**REQUEST**
Give only the number of lines in the listing below that contain the string "cliff". Case counts.

**DATA IN THIS EXERCISE**

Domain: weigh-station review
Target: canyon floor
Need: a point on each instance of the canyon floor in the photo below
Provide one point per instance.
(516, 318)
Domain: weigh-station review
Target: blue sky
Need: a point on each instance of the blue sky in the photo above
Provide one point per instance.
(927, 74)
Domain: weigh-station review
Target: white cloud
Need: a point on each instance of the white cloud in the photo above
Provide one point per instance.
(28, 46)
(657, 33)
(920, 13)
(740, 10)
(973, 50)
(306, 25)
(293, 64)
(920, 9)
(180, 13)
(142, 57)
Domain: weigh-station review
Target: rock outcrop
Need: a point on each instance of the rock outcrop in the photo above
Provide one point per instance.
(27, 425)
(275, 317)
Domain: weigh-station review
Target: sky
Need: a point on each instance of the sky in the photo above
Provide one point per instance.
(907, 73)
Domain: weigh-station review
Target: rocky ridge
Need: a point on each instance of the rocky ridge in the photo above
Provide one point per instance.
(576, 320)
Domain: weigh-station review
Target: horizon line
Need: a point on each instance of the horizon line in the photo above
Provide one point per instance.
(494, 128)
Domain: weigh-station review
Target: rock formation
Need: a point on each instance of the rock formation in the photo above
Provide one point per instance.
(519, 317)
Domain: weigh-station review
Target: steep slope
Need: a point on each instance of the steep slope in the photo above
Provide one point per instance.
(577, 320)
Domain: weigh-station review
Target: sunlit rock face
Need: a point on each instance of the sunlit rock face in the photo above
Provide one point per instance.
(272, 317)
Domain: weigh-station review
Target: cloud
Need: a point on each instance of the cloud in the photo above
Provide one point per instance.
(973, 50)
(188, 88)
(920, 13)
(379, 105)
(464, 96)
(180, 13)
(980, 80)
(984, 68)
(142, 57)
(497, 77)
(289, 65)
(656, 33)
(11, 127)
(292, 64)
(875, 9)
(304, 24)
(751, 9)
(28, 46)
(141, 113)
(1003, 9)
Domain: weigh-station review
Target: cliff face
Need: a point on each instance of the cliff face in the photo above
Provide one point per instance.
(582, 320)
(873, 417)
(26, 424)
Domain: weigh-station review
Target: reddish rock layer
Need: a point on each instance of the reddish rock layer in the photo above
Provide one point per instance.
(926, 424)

**RESULT**
2